Your task is to transcribe each record exactly and to omit every image.

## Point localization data
################
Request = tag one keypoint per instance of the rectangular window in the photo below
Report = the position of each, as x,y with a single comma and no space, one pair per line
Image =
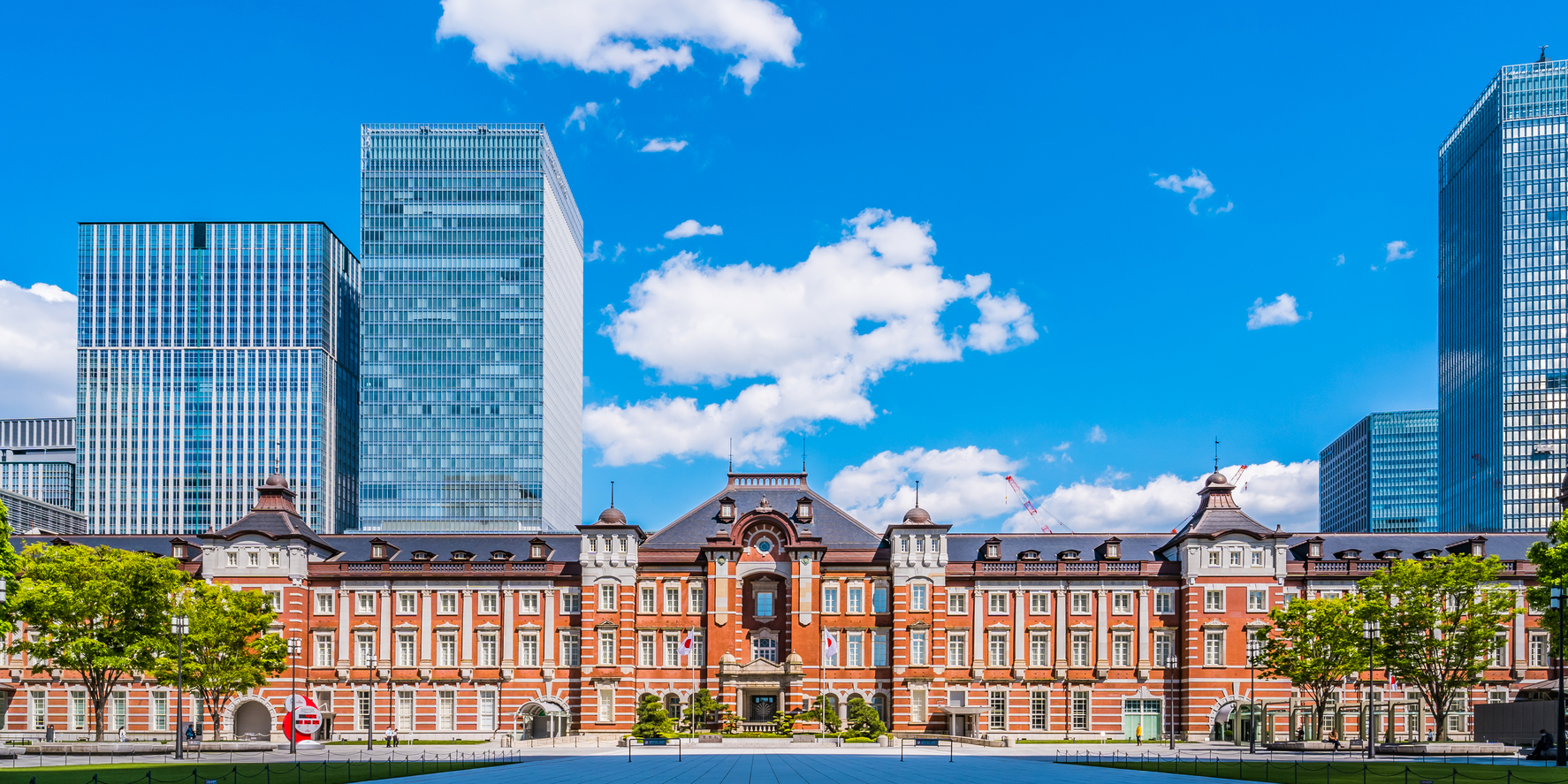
1039,603
1214,648
996,650
998,717
1122,650
996,603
################
## FINAL ANSWER
Request = tag one keypoint per instance of the rectangular window in the photo below
Report = the position of each, as x,y with a single comma and no space, one pair per line
Image =
1039,603
1214,648
996,650
998,717
1122,650
996,603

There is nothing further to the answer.